> Assignment: For this exercise, set down all the records exactly as given.

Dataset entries
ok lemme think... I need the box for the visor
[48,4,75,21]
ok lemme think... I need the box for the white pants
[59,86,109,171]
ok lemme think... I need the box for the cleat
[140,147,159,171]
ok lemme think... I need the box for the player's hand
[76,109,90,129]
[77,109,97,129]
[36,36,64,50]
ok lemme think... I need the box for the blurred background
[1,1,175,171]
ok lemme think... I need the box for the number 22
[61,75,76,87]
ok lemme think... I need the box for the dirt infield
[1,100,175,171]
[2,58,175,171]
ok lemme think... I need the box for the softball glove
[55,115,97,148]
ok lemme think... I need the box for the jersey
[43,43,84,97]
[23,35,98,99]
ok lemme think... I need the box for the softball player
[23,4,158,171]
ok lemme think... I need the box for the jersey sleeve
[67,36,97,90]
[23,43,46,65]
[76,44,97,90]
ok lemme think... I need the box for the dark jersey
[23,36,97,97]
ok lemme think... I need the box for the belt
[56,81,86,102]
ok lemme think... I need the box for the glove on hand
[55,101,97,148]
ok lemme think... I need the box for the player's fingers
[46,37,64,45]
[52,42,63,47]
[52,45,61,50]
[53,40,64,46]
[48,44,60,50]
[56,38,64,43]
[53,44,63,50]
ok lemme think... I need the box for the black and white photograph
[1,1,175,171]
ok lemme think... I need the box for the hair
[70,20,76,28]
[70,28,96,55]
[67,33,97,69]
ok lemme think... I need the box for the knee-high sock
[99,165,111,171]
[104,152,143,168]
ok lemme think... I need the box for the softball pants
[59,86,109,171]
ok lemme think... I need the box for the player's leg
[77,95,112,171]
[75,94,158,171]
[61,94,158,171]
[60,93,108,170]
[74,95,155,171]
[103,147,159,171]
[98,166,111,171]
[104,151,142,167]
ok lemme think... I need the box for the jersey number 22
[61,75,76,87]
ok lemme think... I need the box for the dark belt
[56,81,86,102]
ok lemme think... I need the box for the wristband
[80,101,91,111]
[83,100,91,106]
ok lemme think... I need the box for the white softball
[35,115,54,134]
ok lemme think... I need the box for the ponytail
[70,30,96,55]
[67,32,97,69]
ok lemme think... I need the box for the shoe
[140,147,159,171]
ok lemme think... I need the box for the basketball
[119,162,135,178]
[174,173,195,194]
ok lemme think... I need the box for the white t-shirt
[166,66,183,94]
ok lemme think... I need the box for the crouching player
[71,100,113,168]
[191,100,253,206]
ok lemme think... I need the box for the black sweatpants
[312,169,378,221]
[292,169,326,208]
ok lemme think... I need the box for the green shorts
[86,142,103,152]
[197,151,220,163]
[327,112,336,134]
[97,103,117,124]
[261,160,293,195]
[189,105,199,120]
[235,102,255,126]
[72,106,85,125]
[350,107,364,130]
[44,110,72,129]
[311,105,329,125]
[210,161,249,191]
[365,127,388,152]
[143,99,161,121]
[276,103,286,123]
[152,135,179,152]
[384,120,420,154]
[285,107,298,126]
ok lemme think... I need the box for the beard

> Response to the task:
ok lemme think... I need the box for the visor
[48,4,75,21]
ok lemme think... I need the box for the white pants
[59,86,109,171]
ok lemme think... I need the box for the cleat
[140,147,159,171]
ok lemme think... I need the box for the player's hand
[76,109,90,129]
[77,109,97,129]
[36,36,64,50]
ok lemme think... I need the box for the blurred background
[1,1,175,171]
ok lemme think... I need the box for the number 22
[61,75,76,87]
ok lemme think... I need the box for the dirt infield
[1,100,175,171]
[2,58,175,171]
ok lemme think... I need the box for the softball glove
[55,115,97,148]
ok lemme think... I need the box for the jersey
[43,43,84,97]
[23,35,98,99]
ok lemme think... I need the box for the softball player
[23,4,158,171]
ok lemme think... I need the box for the jersey sleeve
[67,36,97,90]
[23,43,46,65]
[76,44,97,90]
ok lemme think... I need the box for the dark jersey
[23,36,97,97]
ok lemme think... I need the box for the belt
[56,81,86,102]
ok lemme think... I need the box for the glove on hand
[55,101,97,148]
ok lemme think... I need the box for the player's fingers
[46,37,64,45]
[52,42,63,47]
[52,45,61,50]
[53,40,64,46]
[48,44,60,50]
[56,38,64,43]
[53,44,63,50]
ok lemme think... I need the box for the black and white photograph
[1,1,175,171]
ok lemme think... I need the box for the hair
[70,20,76,28]
[70,28,96,55]
[67,33,97,69]
ok lemme think... I need the box for the knee-high sock
[99,165,111,171]
[104,152,143,168]
ok lemme think... I need the box for the softball pants
[59,86,109,171]
ok lemme think... I need the box for the player's leg
[77,95,112,171]
[75,94,158,171]
[61,94,158,171]
[60,93,108,170]
[74,95,155,171]
[103,147,159,171]
[98,166,111,171]
[104,151,142,167]
ok lemme think... I need the box for the jersey number 22
[61,75,76,87]
ok lemme think... I need the box for the dark belt
[56,81,86,102]
ok lemme think... I need the box for the wristband
[80,101,91,111]
[83,100,91,106]
ok lemme think... I need the box for the white softball
[35,115,54,134]
ok lemme think... I need the box for the ponytail
[70,30,96,55]
[67,32,97,69]
ok lemme think... I need the box for the shoe
[140,147,159,171]
ok lemme think... I need the box for the basketball
[119,162,135,178]
[174,173,195,194]
ok lemme think... I need the box for the white t-shirt
[166,66,183,94]
ok lemme think... I need the box for the crouching player
[71,100,113,168]
[191,100,253,206]
ok lemme think... I need the box for the black sweatpants
[312,169,378,221]
[292,169,326,208]
ok lemme think... I need the box for the green shorts
[86,142,103,152]
[197,151,220,163]
[327,112,336,134]
[97,103,117,124]
[261,160,293,195]
[189,105,199,120]
[235,102,255,126]
[72,106,85,125]
[350,107,364,130]
[44,110,72,129]
[311,105,329,125]
[210,161,249,191]
[365,127,388,152]
[143,99,161,121]
[276,103,286,123]
[152,135,179,152]
[384,120,420,154]
[285,107,298,126]
ok lemme think... I need the box for the beard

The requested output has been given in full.